__AUFGABEN__
a - Beantworte anhand der OGH-Entscheidung kurz die folgenden Fragen:
(i) Welchen Betrag verlangt der Kläger von der beklagten Dampfschiffahrtsgesellschaft?
(ii) Mit welchem Datum wurde der schriftliche Dienstvertrag ausgefertigt?
(iii) Welche Summe überwies die Beklagte dem Kläger im Jahre 1954?
b - Greif die OGH-Entscheidung nach ihrem letzten Satz auf und schreibe sie weiter.

JudikaturOGH

4Ob104/57 – OGH Entscheidung

Entscheidung
22. Oktober 1957

Kopf

SZ 30/61

Spruch

Beim Bestand eines im Inland geschlossenen Dienstvertrages ist österreichisches Recht auch dann anzuwenden, wenn die Dienste im Ausland zu leisten sind.

Zur Frage des stillschweigenden Verzichtes auf Rechte aus einem Dienstvertrag.

Entscheidung vom 22. Oktober 1957, 4 Ob 104/57.

I. Instanz: Arbeitsgericht Wien; II. Instanz: Landesgericht für Zivilrechtssachen Wien.

Text

Der Kläger begehrt von der beklagten Dampfschiffahrtsgesellschaft die Bezahlung eines Entgeltes von 72.000 S mit der Begründung, daß er bis zum Jahre 1945 Verwalter des damals der Beklagten gehörigen Kohlenbergwerks in F. (Ungarn) gewesen und das Dienstverhältnis nicht aufgelöst worden sei. Daß er mit der Klage bis zum Jahre 1956 zugewartet habe, liege daran, daß er vor dem Abzug der Russen aus Österreich Unannehmlichkeiten zu befürchten gehabt hätte, wenn er geklagt hätte.

Das Erstgericht wies die Klage ab. Der Kläger sei im Jahre 1943 auf Grund einer in Wien getroffenen mündlichen Abmachung zum Verwalter des der Beklagten damals gehörigen Bergwerks in F. bestellt worden. Der schriftliche Dienstvertrag sei mit Datum vom 17. September 1943 in F. ausgefertigt worden. Ende November 1944 habe der Kläger wegen des Herannahens der russischen Armee Ungarn fluchtartig verlassen müssen. Er habe den Generaldirektor D. der Beklagten aufgesucht und ihn gefragt, was nun mit ihm werde und wie weit er mit Rücksicht auf die labilen Verhältnisse mit seiner Unterstützung rechnen könne, worauf D. mit Rücksicht auf die Verdienste des Klägers die Zusage gegeben habe, es werde ihm kein Unrecht geschehen. Der Kläger habe jedoch mit Rücksicht auf die damaligen Verhältnisse weder eine klare Zusage für eine fixe Verwendung in Wien noch eine Kündigung erhalten. Nach der Beendigung des Krieges habe der Kläger den damaligen Generaldirektor B. der Beklagten aufgesucht. Das Thema der Vorsprache sei dasselbe gewesen. Auch Generaldirektor B. habe den Kläger auf die unklaren Verhältnisse verwiesen. Da der Kläger alles im freundschaftlichen Wege habe geklärt wissen wollen, sei er nicht mit Geldforderungen gekommen. Es sei ihm ausschließlich an der Fortsetzung seines Dienstvertrages gelegen gewesen. Der Kläger habe auch mit Rücksicht auf noch lebende Verwandte in Ungarn Bedenken gehabt, gegen die Beklagte einen Rechtsstreit zu führen. Diese Motive seien jedoch in den Unterredungen mit der Beklagten nicht berührt worden. Im Jahre 1954 seien dem Kläger von der Beklagten 1000 S überwiesen worden, als der Kläger krank gewesen sei. Nach den getroffenen Feststellungen könne der Kläger ein Entgelt von der Beklagten nicht verlangen. Das Dienstverhältnis, das mit Rücksicht auf den Erfüllungsort F. ungarischem Recht unterliege, sei als einverständlich aufgelöst anzusehen. Dem Kläger habe klar werden müssen, daß seine Verwendung als Bergwerksverwalter in Ungarn nicht mehr möglich sein werde. Eine ausdrückliche Zusage seiner Weiterverwendung in Wien sei nicht gemacht worden. Der Umstand, daß der Kläger nicht einmal ein Gehalt beansprucht habe, lasse keinen anderen Schluß zu, als daß der Kläger genau gewußt habe, der Dienstvertrag mit dem Erfüllungsort F. sei als außer Wirksamkeit getreten anzusehen. Abgesehen davon sei die Pengö-Währung, auf die der Dienstvertrag gelautet habe, völlig entwertet worden.

Auszüge aus Punktannotationsdaten
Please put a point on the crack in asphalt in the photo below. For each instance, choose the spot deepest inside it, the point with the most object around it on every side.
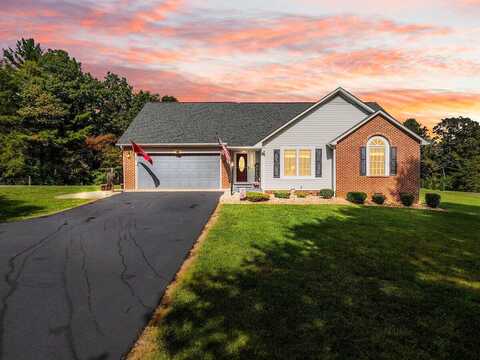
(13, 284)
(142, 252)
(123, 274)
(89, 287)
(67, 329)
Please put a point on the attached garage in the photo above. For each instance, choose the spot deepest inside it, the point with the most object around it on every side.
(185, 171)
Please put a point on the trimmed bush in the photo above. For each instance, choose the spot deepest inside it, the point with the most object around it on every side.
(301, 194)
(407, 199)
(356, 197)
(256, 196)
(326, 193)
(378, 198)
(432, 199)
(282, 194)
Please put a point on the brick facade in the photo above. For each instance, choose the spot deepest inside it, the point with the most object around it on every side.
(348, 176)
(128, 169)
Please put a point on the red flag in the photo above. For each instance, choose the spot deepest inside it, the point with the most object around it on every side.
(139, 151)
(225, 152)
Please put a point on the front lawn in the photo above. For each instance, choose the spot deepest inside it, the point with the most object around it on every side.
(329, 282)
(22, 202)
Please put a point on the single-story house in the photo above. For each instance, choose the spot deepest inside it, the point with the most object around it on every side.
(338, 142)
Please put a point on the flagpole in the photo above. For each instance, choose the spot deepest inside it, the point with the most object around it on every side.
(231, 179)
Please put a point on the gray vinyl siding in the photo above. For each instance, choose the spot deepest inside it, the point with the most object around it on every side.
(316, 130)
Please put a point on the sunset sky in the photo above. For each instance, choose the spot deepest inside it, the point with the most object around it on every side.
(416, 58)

__LÖSUNGEN__
a -
(i) Ein Entgelt von 72.000 S.
(ii) Mit dem 17. September 1943, ausgefertigt in F.
(iii) 1000 S, als der Kläger krank war.

b -
Infolge Berufung des Klägers bestätigte das Berufungsgericht das erstgerichtliche Urteil. Die Ansicht des Erstgerichtes, der Dienstvertrag unterliege dem ungarischen Recht, sei mit Rücksicht auf die Bestimmung des § 36 ABGB. nicht zu billigen. Es komme auf den Ort des Abschlusses des Dienstvertrages an, und der sei Wien gewesen. Der Ort, in dem der Vertrag erfüllt werden sollte, spiele keine Rolle. Der Kläger habe zwar nach dem Kriege mehrmals bei der Beklagten vorgesprochen, jedoch keine bestimmte Forderung gestellt, da er die maßgebenden Persönlichkeiten mit Geldforderungen nicht habe verstimmen wollen und es für unanständig gehalten habe, ohne Ausübung einer Tätigkeit Geldforderungen zu stellen. Vor der Einbringung der Klage (1. Juni 1956) habe der Kläger zuletzt im Jahre 1952 oder 1954 bei Generaldirektor B. vorgesprochen, um die Einlösung seines Versprechens zu erreichen. Wenn sich der Kläger auch bei der Beklagten wiederholt um sein Schicksal erkundigt habe, sei es von ihm doch unterlassen worden, konkrete Forderungen, sei es auf Geldleistungen, sei es auf Fortsetzung des Dienstverhältnisses, zu stellen. Die Beklagte habe auch keine konkreten Zusagen gemacht. Der Einwand des Klägers, er habe während der Besatzungszeit nicht wagen dürfen, eine Klage einzubringen, sei unberechtigt. Es seien derartige Klagen auch gegen die Besatzungsmacht oder die von ihr verwalteten Unternehmungen eingeleitet worden. Die Wohnung des Klägers sei nicht in der russischen Besatzungszone gelegen gewesen.

Der Oberste Gerichtshof gab der Revision des Klägers Folge, hob das Urteil des Berufungsgerichtes auf und verwies die Rechtssache an dieses zurück.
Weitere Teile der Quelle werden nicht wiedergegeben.